Problem details: Locate every line in the items below that contains the word "tower", and copy each of those lines out in full.

Input data:
┄┄┄┄┄┄┄┄┄┄┄┄┄┄┄┄┄┄┄┄

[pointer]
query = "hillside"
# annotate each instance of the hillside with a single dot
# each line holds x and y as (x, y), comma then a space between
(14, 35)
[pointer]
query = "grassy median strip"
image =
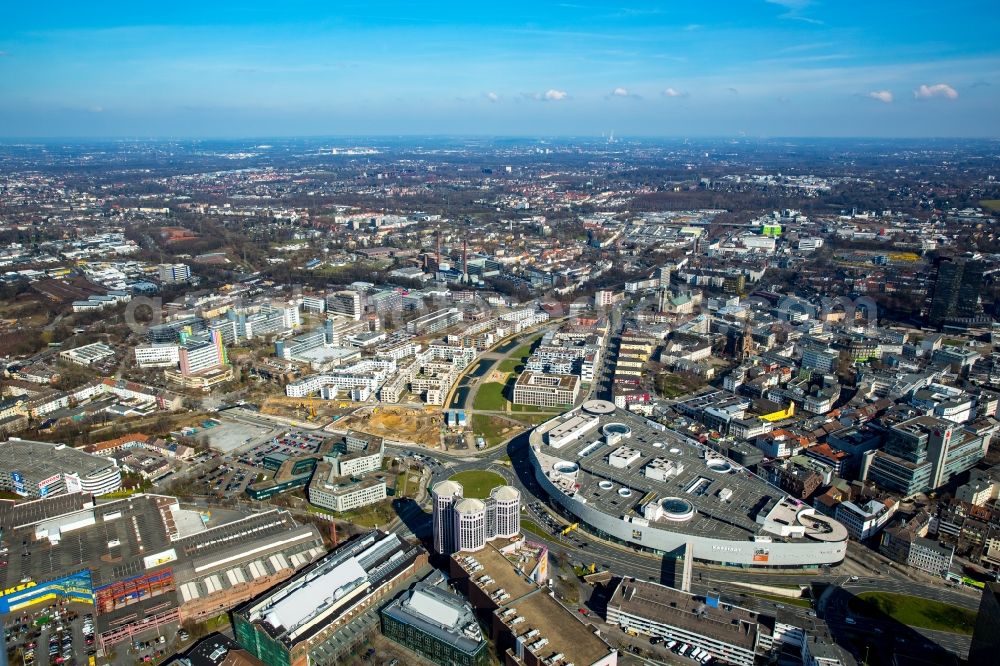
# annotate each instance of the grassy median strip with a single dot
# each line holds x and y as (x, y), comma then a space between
(478, 483)
(914, 611)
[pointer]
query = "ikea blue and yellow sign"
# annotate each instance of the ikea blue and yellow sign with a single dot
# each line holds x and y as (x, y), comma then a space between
(75, 587)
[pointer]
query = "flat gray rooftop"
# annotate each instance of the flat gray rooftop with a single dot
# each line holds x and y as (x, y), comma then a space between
(725, 497)
(42, 459)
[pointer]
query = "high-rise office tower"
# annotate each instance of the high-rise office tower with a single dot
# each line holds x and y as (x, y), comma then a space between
(957, 288)
(470, 525)
(445, 495)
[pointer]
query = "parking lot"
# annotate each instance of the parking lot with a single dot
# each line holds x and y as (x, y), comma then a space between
(287, 445)
(57, 633)
(236, 471)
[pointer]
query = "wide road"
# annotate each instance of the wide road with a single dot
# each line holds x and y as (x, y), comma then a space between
(580, 547)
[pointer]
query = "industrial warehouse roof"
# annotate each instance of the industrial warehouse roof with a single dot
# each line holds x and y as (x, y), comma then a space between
(43, 459)
(440, 613)
(113, 539)
(726, 623)
(309, 602)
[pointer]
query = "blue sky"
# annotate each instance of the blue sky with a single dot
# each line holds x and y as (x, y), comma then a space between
(671, 68)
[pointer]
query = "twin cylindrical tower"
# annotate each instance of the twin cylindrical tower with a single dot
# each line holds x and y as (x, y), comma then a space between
(466, 524)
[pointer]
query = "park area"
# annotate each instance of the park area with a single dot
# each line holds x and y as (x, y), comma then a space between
(913, 611)
(478, 483)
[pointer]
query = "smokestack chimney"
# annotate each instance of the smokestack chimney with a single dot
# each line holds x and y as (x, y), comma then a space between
(465, 261)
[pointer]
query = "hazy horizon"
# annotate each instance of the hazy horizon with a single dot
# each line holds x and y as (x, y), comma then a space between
(753, 68)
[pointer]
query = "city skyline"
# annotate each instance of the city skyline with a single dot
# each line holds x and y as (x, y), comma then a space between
(779, 68)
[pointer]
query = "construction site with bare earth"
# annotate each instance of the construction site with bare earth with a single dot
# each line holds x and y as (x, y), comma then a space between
(401, 424)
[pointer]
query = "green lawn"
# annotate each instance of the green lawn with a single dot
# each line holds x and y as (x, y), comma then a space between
(532, 418)
(671, 385)
(478, 483)
(524, 351)
(534, 528)
(494, 430)
(511, 365)
(914, 611)
(369, 516)
(531, 409)
(791, 601)
(490, 397)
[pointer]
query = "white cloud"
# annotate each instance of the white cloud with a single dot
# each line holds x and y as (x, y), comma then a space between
(936, 90)
(795, 8)
(881, 95)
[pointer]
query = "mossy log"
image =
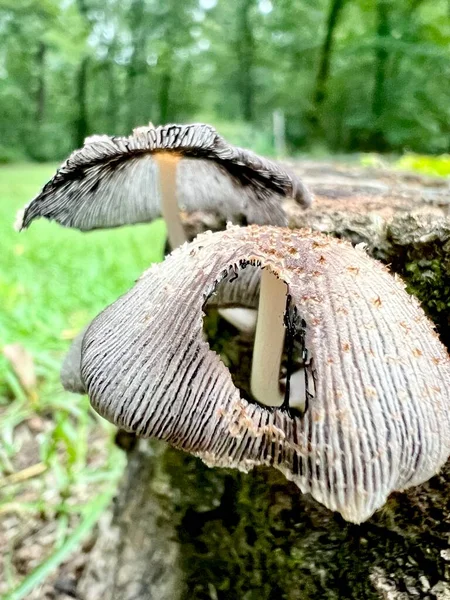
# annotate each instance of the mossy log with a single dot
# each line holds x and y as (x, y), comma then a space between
(180, 530)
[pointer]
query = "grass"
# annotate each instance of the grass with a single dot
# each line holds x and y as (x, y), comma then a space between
(52, 282)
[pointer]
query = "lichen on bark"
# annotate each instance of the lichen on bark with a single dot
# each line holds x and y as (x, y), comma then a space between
(229, 535)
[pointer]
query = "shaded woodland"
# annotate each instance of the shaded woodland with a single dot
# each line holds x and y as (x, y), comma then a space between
(348, 75)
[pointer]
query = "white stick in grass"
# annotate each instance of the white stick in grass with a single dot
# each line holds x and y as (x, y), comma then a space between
(167, 163)
(269, 340)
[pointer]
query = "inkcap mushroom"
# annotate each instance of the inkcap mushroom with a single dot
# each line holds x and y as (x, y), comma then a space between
(378, 415)
(113, 181)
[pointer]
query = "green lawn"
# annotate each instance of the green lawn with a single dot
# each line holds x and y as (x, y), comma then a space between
(52, 281)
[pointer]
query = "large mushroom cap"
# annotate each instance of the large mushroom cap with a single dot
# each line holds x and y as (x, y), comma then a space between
(113, 181)
(380, 417)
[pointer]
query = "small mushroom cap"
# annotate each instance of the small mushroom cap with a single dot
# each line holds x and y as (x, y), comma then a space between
(380, 417)
(113, 181)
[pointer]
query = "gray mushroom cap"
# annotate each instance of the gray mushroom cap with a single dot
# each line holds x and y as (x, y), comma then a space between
(380, 417)
(113, 181)
(70, 374)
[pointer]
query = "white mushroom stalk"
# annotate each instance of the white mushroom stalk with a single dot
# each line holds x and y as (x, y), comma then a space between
(269, 340)
(167, 164)
(379, 410)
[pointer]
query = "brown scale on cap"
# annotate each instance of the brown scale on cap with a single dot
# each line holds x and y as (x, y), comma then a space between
(114, 181)
(379, 420)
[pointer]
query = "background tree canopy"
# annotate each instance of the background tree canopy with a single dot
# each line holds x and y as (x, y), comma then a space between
(349, 75)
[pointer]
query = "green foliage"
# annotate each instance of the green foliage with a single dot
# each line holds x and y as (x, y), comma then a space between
(52, 282)
(74, 68)
(430, 165)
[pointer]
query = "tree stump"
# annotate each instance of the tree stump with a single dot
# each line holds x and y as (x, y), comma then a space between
(180, 530)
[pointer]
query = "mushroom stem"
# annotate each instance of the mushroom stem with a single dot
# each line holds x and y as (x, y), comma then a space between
(269, 340)
(167, 165)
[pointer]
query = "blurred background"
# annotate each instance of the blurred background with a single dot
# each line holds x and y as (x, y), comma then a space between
(347, 75)
(361, 80)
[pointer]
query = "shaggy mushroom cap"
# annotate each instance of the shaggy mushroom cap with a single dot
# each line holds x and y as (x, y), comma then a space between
(379, 420)
(114, 181)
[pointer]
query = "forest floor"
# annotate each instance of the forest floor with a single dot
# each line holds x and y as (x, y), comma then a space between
(59, 466)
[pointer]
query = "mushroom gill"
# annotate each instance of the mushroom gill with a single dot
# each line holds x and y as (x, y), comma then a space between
(380, 417)
(114, 181)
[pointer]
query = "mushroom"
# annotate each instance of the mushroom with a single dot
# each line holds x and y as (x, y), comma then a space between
(114, 181)
(379, 420)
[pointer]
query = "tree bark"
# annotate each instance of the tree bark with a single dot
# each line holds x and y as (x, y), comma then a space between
(200, 533)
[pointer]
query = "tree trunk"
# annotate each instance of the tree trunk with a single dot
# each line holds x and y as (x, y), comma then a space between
(246, 52)
(325, 55)
(81, 121)
(381, 61)
(164, 89)
(182, 531)
(137, 29)
(40, 93)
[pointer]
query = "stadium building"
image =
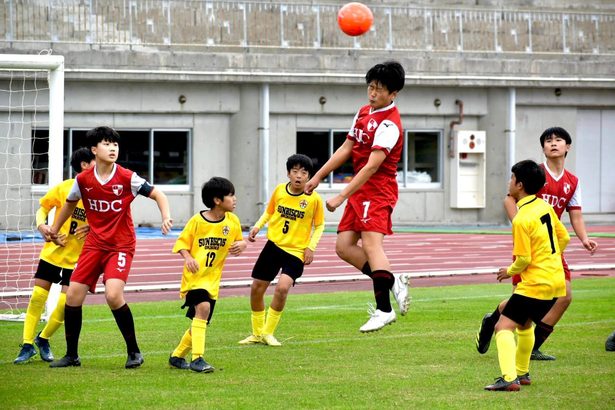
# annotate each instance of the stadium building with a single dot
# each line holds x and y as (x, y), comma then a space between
(232, 88)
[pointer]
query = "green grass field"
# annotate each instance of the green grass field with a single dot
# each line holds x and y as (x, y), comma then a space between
(425, 360)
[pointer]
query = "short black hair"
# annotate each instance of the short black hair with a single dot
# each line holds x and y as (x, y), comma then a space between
(79, 156)
(558, 132)
(530, 174)
(216, 187)
(98, 134)
(302, 160)
(390, 74)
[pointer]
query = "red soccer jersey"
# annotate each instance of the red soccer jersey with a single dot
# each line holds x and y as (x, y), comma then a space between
(107, 207)
(562, 192)
(379, 129)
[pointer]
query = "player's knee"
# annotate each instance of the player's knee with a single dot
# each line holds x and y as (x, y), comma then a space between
(115, 300)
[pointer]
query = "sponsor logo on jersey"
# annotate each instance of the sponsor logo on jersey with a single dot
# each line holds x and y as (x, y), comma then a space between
(372, 125)
(212, 243)
(79, 214)
(100, 205)
(290, 213)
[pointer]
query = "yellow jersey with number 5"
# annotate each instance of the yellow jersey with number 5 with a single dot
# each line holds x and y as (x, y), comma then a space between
(291, 219)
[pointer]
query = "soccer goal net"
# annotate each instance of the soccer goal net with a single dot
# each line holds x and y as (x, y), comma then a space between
(31, 160)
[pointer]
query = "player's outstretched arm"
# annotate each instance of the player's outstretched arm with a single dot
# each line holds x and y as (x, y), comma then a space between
(237, 247)
(510, 207)
(578, 224)
(65, 212)
(376, 158)
(163, 204)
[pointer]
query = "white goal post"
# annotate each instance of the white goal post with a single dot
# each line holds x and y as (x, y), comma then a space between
(31, 97)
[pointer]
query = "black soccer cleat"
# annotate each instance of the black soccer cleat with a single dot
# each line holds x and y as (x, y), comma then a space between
(201, 366)
(502, 385)
(524, 379)
(26, 352)
(44, 348)
(66, 361)
(610, 343)
(484, 334)
(178, 363)
(538, 355)
(134, 360)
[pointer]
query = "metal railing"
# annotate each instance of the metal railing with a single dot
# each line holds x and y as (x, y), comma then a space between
(190, 23)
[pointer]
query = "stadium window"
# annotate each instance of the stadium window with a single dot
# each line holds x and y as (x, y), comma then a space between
(159, 155)
(319, 146)
(420, 165)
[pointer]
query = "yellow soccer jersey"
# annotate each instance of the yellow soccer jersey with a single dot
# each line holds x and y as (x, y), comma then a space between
(539, 235)
(291, 218)
(208, 242)
(66, 256)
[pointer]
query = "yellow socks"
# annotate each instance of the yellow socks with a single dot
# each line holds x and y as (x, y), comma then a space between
(34, 312)
(505, 340)
(525, 344)
(56, 319)
(258, 322)
(273, 318)
(184, 345)
(198, 329)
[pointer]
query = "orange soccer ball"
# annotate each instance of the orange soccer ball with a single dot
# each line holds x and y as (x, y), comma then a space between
(355, 19)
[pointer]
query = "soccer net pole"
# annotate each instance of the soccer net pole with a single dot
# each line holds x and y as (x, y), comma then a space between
(15, 279)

┄┄┄┄┄┄┄┄┄┄┄┄┄┄┄┄┄┄┄┄

Result of this exercise:
query = "high-rise office tower"
# annotate each instance of the high-rise office tower with a single dot
query = "twin cylindrical tower"
# annotate each instance of the twin cylindrical tower with a single dot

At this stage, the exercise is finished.